**Document excerpt**
===

It is at this point that Herod enters the Biblical narrative with the story of the Three Wise Men.

You know the story.  Matthew chapter 2 tells of how Magi from the East, sages who studied the stars, show up at Herod’s palace in Jerusalem asking where is he who was born King of the Jews.  Imagine how that must have sounded to a dying, paranoid old man who had spent the better part of the past few decades fighting off claimants to his throne.  Perhaps Herod thought this was another plot against him.  He certainly would have suspected that even if the Magi were genuine, that someone would seize on this baby they were looking for as an excuse to overthrow him; if not one of his ambitious sons, then maybe some rabble-rousing Pharisee or politicking Sadducee.

But Herod plays it cool.  He co-operates with the Magi and pretends to be interested in paying homage himself to this Newborn King.  He sends them to Bethlehem, where the Chief Priests assure him that the Messiah is supposed to be born, and waits for their report.

He has to wait a long time.  The Wise Men aren’t stupid.  Ominous dreams warn them that Herod is not to be trusted; and perhaps they got a creepy vibe off him from the very beginning.  Once they’ve found their baby, they return home by another route, bypassing Jerusalem and Herod.

What is Herod to do now?  Somewhere out there is a potential threat to him wrapped in swaddling clothes.  Well, he didn’t get to be Herod the Great by letting a bunch of babies walk all over him.  He orders the death of every male child in Bethlehem, two years of age or younger.

===

**Exercise task A**
In the passage on Herod, to which town does Herod send the Magi?

===

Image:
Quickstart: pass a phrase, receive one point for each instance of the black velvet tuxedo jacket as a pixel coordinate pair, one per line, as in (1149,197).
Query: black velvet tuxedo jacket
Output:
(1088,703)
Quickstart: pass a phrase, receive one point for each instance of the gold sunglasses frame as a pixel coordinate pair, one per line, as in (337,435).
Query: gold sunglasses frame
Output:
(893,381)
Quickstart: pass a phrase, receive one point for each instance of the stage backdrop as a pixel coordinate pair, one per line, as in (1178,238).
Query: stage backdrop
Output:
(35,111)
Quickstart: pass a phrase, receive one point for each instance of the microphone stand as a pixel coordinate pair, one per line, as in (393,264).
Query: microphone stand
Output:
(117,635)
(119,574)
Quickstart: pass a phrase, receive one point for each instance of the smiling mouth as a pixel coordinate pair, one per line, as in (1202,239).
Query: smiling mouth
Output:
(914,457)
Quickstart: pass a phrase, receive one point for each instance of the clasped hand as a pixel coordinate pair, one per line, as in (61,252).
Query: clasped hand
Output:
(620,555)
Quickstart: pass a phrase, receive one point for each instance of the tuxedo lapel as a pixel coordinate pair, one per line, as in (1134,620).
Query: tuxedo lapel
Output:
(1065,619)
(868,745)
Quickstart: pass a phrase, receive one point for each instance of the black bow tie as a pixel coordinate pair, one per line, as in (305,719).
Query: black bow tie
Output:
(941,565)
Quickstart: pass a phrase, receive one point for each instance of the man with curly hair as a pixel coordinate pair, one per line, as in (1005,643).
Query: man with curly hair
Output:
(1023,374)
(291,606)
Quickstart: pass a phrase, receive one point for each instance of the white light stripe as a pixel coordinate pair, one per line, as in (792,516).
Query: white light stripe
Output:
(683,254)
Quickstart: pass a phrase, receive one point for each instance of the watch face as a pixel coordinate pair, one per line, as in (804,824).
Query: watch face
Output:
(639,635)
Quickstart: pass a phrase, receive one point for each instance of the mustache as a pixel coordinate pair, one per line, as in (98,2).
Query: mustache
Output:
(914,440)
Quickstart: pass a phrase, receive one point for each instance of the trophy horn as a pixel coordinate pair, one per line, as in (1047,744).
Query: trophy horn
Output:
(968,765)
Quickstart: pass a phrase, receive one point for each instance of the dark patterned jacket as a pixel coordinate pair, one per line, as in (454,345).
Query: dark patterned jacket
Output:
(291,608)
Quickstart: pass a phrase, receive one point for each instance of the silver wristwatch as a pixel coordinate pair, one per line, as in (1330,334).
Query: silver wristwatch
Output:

===

**Exercise task B**
Begin at the line of the records that contains "as in (1047,744)." and stop after the last line of the records, rewriting every line in that span, requests included. Add 85 to each number in the output coordinates, but leave the sample coordinates in the requests unchanged.

**Finished answer A**
Bethlehem.

**Finished answer B**
Quickstart: pass a phrase, receive one point for each instance of the trophy horn as a pixel coordinate pair, one per line, as in (1047,744).
Query: trophy horn
Output:
(1053,850)
Quickstart: pass a phrase, receive one point for each instance of the dark patterned jacket as a pixel coordinate pair, one per line, as in (454,345).
Query: dark patterned jacket
Output:
(376,693)
Quickstart: pass a phrase, receive one point for each instance of the silver wristwatch as a pixel coordinate pair, one per line, as in (1330,334).
Query: silver wristwatch
Output:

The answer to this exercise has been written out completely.